- [GIVEN PASSAGE]
────────────────
Once again, a bite is a bite. The animal intended to do damage, and it is likely to do so again.



JasonL said:


> Personally, I'd just suck it up and live with it, some dogs bite, nothing new about that. I would of (before or soon after getting the job) sought information about what action the company you work for does in such a situation as far as payment and health care go, but as a dog washer you are working with animals with big mouths, sharp teeth and primative minds...you have to expect to be bitten from time to time..... yes yes yes, the owner should not have got the dog washed if it was an edgy dog, but dobbing him into the council isn't the way to go imo, as there is a good chance the dog will face the needle... If someone lets their aggressive dog wander the streets or out the front of their house, yes, report them, but accidents will happen from time to time, and just because a dog may bite, still dosn't make it dangerous, as any dog can bite. Did you ask the owner about the dogs temperment before going near it? I would of.


Of course any dog can bite. Doesn't mean they should! The owner has a responsibility to inform ANYBODY who interacts with this dangerous dog that it is edgy and may bite. 



JasonL said:


> Have you spoken about reporting the dog to your boss??? you may want to before you do it, as repercussions may come back onto the company and you may find yourself out of work....just a thought.


How exactly will repercussions come back onto the company when clearly the owner of the dog is at fault?



dragozz said:


> SERIOUSLY, get a new job. You are obviously delusional if you think every dog will come to you for a biscuit. Get a reality check. You should not be working with dogs at all IMO. It just looks like you are trying to blame the dog for what happened and not yourself for not taking precautions.


Dogs_should_not_bite! No excuses!



red-devil said:


> Before you started your employment, Did they train you in the correct handling techniques for all different breeds, if so, how and where?
> 
> What do you know about the sharpei's charecteristics and did you take that into account when approaching, greeting and handling the animal?
────────────────
- [DATASET RECORDS]
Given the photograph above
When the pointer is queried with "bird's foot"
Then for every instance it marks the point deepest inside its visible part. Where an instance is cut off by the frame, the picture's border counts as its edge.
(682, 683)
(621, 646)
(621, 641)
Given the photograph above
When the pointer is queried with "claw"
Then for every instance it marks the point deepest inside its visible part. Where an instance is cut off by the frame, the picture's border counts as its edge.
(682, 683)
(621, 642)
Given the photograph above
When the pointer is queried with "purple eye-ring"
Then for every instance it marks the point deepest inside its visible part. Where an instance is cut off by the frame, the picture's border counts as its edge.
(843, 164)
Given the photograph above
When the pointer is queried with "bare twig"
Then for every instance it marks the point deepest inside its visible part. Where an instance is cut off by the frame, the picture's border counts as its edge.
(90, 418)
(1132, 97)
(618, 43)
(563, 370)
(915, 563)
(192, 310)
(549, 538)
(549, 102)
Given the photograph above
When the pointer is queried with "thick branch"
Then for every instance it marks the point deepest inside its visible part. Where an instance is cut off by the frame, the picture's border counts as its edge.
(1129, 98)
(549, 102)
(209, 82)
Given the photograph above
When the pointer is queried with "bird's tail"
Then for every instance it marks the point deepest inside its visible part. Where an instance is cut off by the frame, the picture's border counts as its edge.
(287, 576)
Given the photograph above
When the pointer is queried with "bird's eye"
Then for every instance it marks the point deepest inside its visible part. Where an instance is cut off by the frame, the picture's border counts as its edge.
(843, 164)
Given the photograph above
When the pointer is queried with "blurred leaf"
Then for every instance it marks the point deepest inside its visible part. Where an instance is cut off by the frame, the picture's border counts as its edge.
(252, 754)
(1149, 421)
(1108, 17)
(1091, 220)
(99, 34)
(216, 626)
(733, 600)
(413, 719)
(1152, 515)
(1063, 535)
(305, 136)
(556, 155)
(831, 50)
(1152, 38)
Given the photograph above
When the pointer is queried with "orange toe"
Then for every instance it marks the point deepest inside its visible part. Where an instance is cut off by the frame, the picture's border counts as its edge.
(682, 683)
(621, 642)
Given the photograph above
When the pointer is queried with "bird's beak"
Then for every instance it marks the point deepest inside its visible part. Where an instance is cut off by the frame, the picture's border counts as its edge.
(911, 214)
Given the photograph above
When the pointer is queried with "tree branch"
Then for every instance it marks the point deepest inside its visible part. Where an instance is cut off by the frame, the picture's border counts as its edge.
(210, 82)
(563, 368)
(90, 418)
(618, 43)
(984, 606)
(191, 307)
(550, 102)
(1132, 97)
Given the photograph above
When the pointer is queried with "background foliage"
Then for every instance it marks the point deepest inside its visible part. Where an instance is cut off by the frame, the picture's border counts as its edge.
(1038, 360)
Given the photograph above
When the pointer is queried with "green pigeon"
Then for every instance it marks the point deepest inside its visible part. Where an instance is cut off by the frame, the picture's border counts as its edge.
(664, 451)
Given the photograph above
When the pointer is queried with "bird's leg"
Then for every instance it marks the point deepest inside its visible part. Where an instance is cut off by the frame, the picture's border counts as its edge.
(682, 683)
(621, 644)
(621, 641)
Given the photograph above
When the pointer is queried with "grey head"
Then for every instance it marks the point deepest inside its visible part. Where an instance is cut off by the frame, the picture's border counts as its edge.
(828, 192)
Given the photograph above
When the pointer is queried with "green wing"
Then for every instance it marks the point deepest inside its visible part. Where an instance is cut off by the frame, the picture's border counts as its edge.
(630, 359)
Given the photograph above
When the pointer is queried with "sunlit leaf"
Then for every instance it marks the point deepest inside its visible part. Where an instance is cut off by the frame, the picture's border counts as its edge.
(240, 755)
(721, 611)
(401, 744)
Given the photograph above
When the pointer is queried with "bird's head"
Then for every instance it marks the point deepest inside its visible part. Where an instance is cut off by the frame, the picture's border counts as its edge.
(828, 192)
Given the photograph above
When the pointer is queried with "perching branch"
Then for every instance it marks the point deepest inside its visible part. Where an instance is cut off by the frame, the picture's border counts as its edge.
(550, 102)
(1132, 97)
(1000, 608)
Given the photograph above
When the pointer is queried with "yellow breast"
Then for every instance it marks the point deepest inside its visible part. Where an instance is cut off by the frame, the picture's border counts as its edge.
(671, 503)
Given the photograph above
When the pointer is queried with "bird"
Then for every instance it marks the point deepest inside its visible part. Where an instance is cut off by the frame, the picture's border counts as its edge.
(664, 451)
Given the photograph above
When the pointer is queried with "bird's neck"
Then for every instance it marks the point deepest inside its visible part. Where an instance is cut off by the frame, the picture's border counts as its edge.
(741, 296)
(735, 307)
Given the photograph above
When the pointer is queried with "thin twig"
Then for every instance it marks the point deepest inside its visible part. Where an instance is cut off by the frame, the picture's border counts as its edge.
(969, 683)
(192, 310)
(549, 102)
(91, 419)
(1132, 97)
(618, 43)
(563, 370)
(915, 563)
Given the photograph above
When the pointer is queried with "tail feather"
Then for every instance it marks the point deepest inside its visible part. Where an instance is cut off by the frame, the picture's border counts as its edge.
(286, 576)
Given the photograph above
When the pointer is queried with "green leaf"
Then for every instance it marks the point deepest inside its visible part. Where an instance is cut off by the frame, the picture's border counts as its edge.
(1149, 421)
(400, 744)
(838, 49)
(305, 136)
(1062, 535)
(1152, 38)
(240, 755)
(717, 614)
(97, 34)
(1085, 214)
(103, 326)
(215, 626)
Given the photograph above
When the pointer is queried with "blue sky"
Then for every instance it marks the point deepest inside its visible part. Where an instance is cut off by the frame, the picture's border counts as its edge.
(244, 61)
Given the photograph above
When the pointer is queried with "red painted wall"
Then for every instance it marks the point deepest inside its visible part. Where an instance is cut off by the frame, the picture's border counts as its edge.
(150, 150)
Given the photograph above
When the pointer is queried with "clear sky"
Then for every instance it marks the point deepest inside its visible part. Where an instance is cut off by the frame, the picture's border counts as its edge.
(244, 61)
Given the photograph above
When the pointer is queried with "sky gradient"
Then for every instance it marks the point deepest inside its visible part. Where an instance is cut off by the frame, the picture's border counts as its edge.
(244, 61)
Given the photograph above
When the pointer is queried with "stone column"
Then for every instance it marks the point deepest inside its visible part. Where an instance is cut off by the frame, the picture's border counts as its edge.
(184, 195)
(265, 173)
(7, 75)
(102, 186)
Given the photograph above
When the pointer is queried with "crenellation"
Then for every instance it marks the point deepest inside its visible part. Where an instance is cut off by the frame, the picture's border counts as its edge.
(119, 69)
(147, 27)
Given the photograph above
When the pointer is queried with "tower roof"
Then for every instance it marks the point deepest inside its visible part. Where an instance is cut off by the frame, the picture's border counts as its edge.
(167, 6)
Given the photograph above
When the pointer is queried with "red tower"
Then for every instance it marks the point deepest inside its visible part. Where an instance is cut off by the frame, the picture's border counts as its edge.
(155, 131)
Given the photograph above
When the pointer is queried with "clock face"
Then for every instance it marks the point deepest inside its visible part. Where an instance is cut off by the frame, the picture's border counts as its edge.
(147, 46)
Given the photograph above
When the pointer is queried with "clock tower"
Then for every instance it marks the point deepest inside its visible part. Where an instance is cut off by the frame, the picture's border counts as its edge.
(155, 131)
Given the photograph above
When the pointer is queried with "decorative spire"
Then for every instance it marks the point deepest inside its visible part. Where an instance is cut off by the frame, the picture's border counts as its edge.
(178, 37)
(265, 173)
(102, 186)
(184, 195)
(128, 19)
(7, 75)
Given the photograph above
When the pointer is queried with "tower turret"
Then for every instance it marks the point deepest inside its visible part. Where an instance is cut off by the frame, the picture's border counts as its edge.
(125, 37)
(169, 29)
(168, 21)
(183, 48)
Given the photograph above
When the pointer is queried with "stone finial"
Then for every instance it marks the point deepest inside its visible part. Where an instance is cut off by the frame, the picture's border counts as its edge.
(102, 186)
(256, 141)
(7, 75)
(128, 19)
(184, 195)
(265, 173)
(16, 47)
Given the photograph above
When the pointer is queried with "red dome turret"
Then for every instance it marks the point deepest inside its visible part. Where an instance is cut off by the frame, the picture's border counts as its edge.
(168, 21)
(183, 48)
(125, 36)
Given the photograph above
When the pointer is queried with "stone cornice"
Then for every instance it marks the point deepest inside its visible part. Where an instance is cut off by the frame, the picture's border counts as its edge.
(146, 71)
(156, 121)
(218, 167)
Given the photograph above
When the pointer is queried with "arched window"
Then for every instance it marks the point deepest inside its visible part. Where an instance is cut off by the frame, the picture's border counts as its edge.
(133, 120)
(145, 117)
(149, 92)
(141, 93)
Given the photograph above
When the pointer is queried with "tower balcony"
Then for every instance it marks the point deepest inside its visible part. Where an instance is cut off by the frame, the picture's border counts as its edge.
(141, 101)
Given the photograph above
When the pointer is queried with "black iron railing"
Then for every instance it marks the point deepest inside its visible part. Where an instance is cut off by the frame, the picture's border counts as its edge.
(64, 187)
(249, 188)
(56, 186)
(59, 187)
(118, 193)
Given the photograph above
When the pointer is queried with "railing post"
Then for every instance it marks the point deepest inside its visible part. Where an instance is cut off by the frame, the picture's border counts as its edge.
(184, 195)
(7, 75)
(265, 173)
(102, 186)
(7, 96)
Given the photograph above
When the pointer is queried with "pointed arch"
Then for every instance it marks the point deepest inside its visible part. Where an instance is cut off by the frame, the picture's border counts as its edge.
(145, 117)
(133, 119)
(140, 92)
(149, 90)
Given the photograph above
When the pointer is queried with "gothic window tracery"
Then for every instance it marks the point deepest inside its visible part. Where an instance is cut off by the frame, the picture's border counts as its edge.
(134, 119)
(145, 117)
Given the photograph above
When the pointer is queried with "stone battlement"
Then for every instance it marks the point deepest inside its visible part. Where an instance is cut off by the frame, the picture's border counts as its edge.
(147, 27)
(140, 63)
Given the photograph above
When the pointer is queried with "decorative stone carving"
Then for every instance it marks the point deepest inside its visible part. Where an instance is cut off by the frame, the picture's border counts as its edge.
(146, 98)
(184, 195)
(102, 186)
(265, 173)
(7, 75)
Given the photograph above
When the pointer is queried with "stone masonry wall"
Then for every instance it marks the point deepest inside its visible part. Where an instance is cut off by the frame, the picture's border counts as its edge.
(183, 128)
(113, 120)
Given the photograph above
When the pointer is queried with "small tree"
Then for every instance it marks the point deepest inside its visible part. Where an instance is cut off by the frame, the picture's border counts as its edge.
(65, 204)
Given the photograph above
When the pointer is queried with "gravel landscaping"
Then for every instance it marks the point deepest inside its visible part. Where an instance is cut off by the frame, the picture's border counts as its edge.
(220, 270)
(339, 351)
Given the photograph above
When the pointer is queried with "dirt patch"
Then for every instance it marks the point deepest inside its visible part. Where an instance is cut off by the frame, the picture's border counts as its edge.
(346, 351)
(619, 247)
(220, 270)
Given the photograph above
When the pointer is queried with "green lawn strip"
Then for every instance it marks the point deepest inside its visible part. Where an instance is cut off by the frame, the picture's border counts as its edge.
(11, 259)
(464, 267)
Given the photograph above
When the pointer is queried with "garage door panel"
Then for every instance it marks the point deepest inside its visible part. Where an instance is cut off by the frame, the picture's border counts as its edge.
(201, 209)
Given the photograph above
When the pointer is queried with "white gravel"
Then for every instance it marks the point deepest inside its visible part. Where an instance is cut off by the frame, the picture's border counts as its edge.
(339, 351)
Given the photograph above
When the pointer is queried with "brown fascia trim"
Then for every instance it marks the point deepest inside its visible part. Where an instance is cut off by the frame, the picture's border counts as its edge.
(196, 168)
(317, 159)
────────────────
- [GIVEN TASK A]
In the dog bite thread, which breed does red-devil ask about?
- [GIVEN TASK B]
Please resume the dog bite thread from its final line.

- [ANSWER A]
The sharpei.

- [ANSWER B]
Blaming the breed of dog is a cop-out. At the end of the day, if the owner buys a breed of dog, they should know if it tends to be aggressive and should train it out of them from day one. You can't rely on breed of dog to make an assessment about how they will behave. Only the owner can tell you for sure.



Troyster said:


> Im sorry,but you do sound like an amateur.You quite clearly handled the situation very poorly with zero preparation and thought for yours and the dogs well being.
> I dont think you understand the psychology of dogs very well at all and believe you have chosen this as a career because it "seems like fun" spending your days playing with dogs.
> As the owner of 2 dogs deemed "Dangerous breed" dogs i can tell you that presuming they will do what you wont will only end in disaster.Perhaps you should stick to bathing the "fluffy" little ankle biters in future and i would advise muzzlig them also as a extra precaution.


Get off your high horse. What makes you jump to the conclusion that she's chosen this as a job just because it "seems like fun".

You say that presuming dogs will do what you want will end in disaster? I assume this comes from your personal experience, otherwise you wouldn't stand by it? Learn how to train a dog properly before you comment on the behaviour of a poorly trained dog in the hands of an experienced handler.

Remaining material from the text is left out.